Riscriva tutte le righe del materiale seguente sostituendo "photo" con "image" e lasciando invariato tutto il resto. Ometta le immagini nella risposta.

═══ VOCI DEI DATI

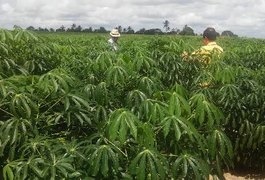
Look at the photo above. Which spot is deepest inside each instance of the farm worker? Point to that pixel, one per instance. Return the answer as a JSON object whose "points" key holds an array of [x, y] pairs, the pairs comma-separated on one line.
{"points": [[113, 41], [210, 47], [206, 53]]}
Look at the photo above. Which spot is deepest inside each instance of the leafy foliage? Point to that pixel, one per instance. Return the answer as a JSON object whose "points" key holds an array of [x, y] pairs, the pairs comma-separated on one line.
{"points": [[72, 109]]}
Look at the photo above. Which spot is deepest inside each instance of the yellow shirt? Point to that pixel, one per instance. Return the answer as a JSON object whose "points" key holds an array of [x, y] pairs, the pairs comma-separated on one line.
{"points": [[205, 52]]}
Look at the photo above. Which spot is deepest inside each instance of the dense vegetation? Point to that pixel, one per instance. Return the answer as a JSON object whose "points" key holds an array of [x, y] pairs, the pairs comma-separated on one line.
{"points": [[72, 108]]}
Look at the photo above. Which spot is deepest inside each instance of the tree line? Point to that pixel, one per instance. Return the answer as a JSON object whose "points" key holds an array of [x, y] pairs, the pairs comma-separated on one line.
{"points": [[186, 30]]}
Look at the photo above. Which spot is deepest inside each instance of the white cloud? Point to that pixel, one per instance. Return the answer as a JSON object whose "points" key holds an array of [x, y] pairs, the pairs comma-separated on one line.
{"points": [[245, 17]]}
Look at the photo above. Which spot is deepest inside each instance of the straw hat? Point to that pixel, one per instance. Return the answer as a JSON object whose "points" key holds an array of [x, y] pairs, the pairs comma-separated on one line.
{"points": [[115, 33]]}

══════

* [RISPOSTA CORRETTA]
Look at the image above. Which spot is deepest inside each instance of the farm worker? Point to that pixel, one per instance. Return the answer as a JSON object whose "points" key holds an array of [x, y] pairs, the pairs comma-separated on one line.
{"points": [[113, 41], [210, 47], [206, 53]]}
Look at the image above. Which spot is deepest inside each instance of the leafy foliage? Point to that pixel, one per instance. Return the answer as a JSON object whose "points" key holds an array of [x, y] pairs, the pairs comma-separated on one line.
{"points": [[72, 109]]}
Look at the image above. Which spot is deepest inside each instance of the yellow shirt? Point to that pixel, one per instance. Return the answer as a JSON object whose "points" key holds an array of [x, y] pairs, the pairs comma-separated on one line.
{"points": [[205, 52]]}
Look at the image above. Which spot is deepest inside each instance of the dense vegetation? Point to that pixel, one per instance. Return the answer as a JSON object whose "points" key holds an array of [x, y] pairs, the pairs comma-separated on one line.
{"points": [[72, 108]]}
Look at the image above. Which spot is deepest inside each instance of the tree line? Point to that pixel, one per instance. Return the answer as a JSON object whose "points" key holds an array of [x, y] pairs, the pairs comma-separated on one line.
{"points": [[186, 30]]}
Look at the image above. Which spot is deepest inside each instance of the white cloud? Point to that pixel, one per instance. Return the answer as a JSON object whose "points" key holds an array of [x, y] pairs, the pairs comma-separated on one line.
{"points": [[245, 17]]}
Look at the image above. Which spot is deepest inside each instance of the straw hat? Point to that pixel, one per instance. Return the answer as a JSON object whose "points" key holds an array of [x, y] pairs, the pairs comma-separated on one line.
{"points": [[115, 33]]}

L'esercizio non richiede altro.